AIM
Everything from the line that holds "Reviewer check: make sure each instance of the red patio" through the end of the data below should be output exactly, both ends included.

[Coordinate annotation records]
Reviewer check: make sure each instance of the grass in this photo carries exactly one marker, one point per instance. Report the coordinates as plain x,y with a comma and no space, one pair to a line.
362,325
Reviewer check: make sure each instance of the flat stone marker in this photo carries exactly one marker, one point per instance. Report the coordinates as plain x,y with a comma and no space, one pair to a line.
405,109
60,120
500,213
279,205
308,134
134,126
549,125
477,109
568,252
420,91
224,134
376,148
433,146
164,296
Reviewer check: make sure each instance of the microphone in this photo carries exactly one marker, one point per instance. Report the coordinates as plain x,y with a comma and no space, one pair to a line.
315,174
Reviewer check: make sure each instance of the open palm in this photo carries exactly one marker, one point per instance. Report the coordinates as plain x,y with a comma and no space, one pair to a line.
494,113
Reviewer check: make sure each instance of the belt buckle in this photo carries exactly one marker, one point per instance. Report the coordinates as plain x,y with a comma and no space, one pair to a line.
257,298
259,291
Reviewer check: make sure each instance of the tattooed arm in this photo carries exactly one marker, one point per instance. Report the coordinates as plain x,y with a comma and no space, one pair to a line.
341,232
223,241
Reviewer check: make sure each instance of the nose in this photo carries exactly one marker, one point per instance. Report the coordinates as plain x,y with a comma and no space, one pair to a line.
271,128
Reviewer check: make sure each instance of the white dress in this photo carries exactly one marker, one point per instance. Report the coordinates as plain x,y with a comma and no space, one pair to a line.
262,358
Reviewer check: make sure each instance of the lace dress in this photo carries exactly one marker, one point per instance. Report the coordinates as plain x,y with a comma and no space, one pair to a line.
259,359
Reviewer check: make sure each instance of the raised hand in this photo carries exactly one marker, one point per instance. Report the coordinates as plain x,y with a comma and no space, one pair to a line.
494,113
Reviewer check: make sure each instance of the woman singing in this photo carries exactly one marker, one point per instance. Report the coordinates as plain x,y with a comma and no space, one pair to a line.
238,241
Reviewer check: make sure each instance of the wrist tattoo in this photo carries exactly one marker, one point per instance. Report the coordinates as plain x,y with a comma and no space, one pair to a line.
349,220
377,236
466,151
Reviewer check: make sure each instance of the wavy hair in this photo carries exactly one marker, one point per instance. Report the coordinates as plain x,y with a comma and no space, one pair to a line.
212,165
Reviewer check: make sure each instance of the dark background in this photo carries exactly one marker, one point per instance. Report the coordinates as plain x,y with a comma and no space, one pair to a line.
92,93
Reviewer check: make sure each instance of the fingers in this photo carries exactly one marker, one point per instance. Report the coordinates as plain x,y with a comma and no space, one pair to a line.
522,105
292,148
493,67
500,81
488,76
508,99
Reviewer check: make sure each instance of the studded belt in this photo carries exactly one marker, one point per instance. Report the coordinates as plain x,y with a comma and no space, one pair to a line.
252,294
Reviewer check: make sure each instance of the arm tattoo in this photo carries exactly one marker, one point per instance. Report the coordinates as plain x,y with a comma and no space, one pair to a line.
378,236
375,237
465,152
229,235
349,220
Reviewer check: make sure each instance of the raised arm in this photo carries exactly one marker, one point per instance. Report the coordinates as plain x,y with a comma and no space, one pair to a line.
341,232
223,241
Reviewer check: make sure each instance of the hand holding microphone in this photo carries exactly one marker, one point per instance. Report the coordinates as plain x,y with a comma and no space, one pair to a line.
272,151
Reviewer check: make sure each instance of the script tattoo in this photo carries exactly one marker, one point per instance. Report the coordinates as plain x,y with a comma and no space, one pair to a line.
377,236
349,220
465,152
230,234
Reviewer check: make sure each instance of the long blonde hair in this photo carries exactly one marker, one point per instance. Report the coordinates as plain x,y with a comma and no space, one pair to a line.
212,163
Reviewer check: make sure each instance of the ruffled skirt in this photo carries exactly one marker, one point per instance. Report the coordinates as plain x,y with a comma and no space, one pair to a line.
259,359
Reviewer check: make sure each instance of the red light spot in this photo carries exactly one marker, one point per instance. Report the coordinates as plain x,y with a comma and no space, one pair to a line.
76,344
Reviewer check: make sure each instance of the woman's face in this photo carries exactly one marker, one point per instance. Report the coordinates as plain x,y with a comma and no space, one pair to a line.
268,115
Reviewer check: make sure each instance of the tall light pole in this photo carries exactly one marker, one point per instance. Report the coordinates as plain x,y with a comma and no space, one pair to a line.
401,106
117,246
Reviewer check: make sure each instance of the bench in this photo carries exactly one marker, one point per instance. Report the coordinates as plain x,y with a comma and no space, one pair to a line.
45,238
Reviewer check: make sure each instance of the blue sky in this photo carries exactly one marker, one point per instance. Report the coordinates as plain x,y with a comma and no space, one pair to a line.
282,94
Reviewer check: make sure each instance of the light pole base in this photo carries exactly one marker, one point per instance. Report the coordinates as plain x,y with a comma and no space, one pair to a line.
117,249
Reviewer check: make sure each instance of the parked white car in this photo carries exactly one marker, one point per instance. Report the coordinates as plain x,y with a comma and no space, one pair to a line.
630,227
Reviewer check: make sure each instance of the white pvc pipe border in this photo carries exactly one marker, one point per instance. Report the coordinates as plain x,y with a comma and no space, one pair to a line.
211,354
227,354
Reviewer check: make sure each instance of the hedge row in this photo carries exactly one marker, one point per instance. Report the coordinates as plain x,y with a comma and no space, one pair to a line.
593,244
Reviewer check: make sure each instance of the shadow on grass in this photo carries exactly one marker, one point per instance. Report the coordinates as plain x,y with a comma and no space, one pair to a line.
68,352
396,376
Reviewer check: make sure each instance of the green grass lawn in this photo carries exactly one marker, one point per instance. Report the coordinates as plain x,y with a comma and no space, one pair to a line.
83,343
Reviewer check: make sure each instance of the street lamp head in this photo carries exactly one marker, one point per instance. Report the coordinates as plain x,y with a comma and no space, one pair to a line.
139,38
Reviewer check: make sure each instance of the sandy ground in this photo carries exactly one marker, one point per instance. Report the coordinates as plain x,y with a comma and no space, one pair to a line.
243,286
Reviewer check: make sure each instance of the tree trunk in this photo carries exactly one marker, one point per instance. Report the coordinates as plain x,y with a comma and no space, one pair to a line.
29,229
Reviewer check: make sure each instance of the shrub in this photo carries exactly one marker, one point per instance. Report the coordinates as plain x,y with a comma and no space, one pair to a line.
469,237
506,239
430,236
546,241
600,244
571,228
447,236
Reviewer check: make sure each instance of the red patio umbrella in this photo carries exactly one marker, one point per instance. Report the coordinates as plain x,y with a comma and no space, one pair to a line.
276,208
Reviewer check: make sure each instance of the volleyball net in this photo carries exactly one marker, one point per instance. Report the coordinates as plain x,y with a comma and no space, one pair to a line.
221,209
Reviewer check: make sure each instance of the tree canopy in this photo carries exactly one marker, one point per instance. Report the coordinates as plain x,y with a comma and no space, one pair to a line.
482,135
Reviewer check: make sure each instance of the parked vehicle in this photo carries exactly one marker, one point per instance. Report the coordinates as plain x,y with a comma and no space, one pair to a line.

REPLY TO THE EXERCISE
Reviewer check: make sure each instance of the red patio umbrella in this photo carries exactly one marker, one point per instance. Report the coordinates as plain x,y with a comma and no space, one pair to a line.
276,208
Reviewer check: make sure each instance of the volleyball net in this photo carries exactly one marker, one point per instance. Report the coordinates as plain x,y with a comma and no space, one pair to a line.
221,209
Reviewer check: make sure each instance of the tree canopy in this photo carries exactly one marker, one point per instance. Report the coordinates as plain x,y with a comma and no space, one pair to a line.
482,135
Reviewer check: make sure each instance of the parked vehicle in this photo carries exactly one marker, one point per instance. Report the coordinates as plain x,y with a comma and no space, one pair to a line.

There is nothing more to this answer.